• [EXCERPTED TEXT]:
########################################

The first time, indeed the only time I have dyed my hair blue, I was a 39 year-old mother of 3 with an ailing husband. Two months previously, Warwick’s diagnosis with an aggressive form of leukaemia had come as a shock: without treatment he has a month to live. The seismic shift that understanding wrought in our plans, our business and our family life seems prescient today given how many families reel under similar shocks within this current Covid19 crisis.
Back in April 1997, it takes just 4 days to re-organise our lives. Warwick and I are only days away from travelling with our 3 girls to the UK to spend time with my mother but after the diagnosis, travel goes on hold. In fact most things go on hold; priorities shift overnight and within days we live in Auckland, the girls are attending new schools, while I accompany Warwick to seemingly endless hospital treatments and blood transfusions.
Now, 2 months on, I am exhausted. Here we are crammed into an elderly 2-bedroom flat in Auckland. In between tending to sheet changes for my weakening husband’s night sweats, checking on our business and attempting to keep family life together for our daughters aged 8,9 and 10, I catnap on cushions on the lounge floor. It is a lonely time, buoyed up by the love of my sister-in-law and 2 close friends, but we are far from home and I’m not clear what the future holds.
What turned my hair blue was a frequent query on the phone and from casual acquaintances, “Hi Jane, how is Warwick?” Only in hindsight does the reasoning behind my bright blue hair become clear; at the time I surprise even myself! Four weeks later I feel hugely relieved how the blue colour is all but washed out, lest I be deemed frivolous. Back as a family in Paihia I walk with others to the stone church for Warwick’s funeral.
That well-intentioned question, “How is ….(absent loved one)?” seems to me just as inappropriate in today’s challenging lockdown absences as it was then. I’m want to share how I reacted back then before I suggest what I would have found more helpful.
The ‘How’s Warwick?’ query hits my exhausted nervous system like a red hot arrow. My mind races through a series of possible responses. ‘Am I expected to assuage their fears (I have enough of my own) or is the enquirer checking whether I am conversant enough with what is happening to my husband to make good decisions? Are they assessing whether they need to help him or curious about treatment for leukaemia? Do they expect me to explain hospital processes? Or perhaps the enquirer is hopeful Warwick was now fine, in which case will I disappoint them if I am honest about how desperately sick he is? Whatever it was they are looking for, I feel my capacity even further drained in attempting to respond with care.
I didn’t know then what I know now. In my exhausted state from multitasking school, business and caregiver commitments, my instinctive move was to change my hair colour to a striking shade of blue! “Can’t you see me?” I wanted to say. “Please don’t ask me to return me to that place where I feel so fearful, powerless over what happens to my husband, and scared for my family’s future. Isn’t it enough that I spend so much time with that pain in the sleepless early hours, in the hospital waiting room and while while our kids play?” Back then I didn’t know how to set my boundaries, to explain to others, “Please don’t probe that sore unless invited!”

########################################

Resume the account of a caregiver who dyed her hair blue during her husband's leukemia, starting right after its last sentence. The listing that comes after the text is separate material and has no connection to it.

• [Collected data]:
########################################

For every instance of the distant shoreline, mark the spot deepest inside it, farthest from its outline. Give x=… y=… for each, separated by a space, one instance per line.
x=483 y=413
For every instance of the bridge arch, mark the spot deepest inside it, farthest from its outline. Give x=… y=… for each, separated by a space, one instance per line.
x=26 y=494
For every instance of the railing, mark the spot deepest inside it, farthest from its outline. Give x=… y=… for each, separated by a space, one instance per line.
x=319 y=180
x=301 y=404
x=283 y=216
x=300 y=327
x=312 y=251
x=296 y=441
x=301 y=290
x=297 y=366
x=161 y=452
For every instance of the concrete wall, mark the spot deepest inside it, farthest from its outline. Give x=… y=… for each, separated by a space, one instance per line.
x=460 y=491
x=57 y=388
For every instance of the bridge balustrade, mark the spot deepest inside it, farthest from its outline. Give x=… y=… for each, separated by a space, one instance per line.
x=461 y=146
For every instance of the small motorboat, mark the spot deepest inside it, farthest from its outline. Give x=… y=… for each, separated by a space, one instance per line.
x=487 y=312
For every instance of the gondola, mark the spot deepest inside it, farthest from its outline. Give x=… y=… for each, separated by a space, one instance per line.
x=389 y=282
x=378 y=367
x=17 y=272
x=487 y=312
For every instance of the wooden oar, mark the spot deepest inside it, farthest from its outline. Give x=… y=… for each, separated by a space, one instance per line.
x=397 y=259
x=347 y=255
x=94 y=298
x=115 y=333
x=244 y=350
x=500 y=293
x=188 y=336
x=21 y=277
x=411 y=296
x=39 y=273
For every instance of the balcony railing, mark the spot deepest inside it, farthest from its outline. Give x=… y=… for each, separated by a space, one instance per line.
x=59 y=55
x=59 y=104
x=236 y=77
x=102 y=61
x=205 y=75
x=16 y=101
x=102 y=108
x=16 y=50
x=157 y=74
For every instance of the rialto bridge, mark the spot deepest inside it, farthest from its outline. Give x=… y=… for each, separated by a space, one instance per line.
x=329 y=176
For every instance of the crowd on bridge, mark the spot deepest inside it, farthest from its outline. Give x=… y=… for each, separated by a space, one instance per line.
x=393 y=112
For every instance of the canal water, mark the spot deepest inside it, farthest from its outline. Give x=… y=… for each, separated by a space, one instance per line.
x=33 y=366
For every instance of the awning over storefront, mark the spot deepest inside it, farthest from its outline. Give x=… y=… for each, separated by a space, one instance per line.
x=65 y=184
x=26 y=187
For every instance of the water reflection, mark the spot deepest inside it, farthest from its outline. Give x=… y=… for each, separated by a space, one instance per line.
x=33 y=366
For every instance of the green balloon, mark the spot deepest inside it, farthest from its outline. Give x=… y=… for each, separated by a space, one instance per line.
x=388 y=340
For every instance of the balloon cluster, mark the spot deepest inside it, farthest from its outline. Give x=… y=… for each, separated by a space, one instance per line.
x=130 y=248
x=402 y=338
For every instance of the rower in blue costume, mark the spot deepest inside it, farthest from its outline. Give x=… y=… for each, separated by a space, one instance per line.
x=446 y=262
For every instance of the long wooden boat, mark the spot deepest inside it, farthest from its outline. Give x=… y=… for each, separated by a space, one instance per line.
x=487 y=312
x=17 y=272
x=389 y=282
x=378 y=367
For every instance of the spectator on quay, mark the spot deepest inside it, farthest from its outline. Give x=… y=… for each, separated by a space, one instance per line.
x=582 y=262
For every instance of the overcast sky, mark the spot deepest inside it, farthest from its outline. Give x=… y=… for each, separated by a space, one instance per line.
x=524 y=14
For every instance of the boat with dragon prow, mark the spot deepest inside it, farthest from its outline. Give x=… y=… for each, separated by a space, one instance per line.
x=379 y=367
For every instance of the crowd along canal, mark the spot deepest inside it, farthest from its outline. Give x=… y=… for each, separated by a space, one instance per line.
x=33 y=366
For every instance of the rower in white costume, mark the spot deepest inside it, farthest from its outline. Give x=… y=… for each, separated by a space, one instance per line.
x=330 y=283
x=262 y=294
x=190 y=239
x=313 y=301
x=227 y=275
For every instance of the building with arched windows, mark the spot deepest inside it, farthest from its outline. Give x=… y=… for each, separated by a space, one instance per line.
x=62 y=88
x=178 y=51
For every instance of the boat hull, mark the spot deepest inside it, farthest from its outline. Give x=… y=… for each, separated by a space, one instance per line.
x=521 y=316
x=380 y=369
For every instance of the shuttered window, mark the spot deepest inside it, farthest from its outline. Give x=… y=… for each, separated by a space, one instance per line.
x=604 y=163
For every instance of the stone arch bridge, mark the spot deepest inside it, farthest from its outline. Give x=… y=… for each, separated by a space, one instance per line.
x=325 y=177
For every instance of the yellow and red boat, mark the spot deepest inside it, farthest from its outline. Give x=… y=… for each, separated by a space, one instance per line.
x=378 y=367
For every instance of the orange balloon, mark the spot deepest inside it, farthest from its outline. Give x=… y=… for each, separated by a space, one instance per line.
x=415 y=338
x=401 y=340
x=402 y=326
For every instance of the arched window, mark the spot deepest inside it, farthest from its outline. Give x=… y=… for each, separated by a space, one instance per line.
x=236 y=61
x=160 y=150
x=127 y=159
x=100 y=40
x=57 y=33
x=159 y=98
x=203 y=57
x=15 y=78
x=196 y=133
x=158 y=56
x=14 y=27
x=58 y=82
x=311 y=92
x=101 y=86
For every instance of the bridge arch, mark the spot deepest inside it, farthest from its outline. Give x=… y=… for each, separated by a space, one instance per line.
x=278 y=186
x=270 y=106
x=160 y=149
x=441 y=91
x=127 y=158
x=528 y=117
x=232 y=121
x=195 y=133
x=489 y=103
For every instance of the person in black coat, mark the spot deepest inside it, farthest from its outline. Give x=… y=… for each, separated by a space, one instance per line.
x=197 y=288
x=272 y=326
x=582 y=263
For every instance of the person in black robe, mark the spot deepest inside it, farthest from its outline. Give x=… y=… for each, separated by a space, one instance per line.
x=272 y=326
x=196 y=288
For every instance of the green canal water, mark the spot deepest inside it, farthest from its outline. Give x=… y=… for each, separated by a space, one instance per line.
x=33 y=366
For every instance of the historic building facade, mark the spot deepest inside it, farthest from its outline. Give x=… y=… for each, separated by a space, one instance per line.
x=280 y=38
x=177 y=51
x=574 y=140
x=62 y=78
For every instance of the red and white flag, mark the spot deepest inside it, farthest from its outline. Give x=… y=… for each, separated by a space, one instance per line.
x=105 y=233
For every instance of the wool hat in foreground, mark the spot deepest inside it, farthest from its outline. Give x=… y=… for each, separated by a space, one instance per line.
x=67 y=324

########################################

• [RESPONSE AREA]:
If it wasn’t helpful to answer that question, what did I long for? It’s simple really: I wanted someone to ask how I was. To ask, “How are you, Jane, given that Warwick has been sick for so long?“ That would have worked for me: I’d have felt loved and cared for and been able to respond about things that I could control. I was managing as best I could to meet the family’s needs, what wasn’t going so well was meeting my own. What I needed was recognition, to know others had faith in me, I didn’t want to be a powerless victim looking for rescuing, I just wanted to know I had allies who I could level with, who trusted me and understood how I was finding things.
In this new Covid19 era, with my daughters far away, I recognise the same sense of powerless over caring for their health and wellbeing. Yet this time around, when someone asks me, “How’s (absent loved one)?” which has happened several times already, I feel better equipped to deflect the arrow. To care for myself and honour their intention too, I simply request that they reframe their question: “It works better for me if you ask me how it is for me with ….(loved one ) sick and far away. Would you ask me that instead?”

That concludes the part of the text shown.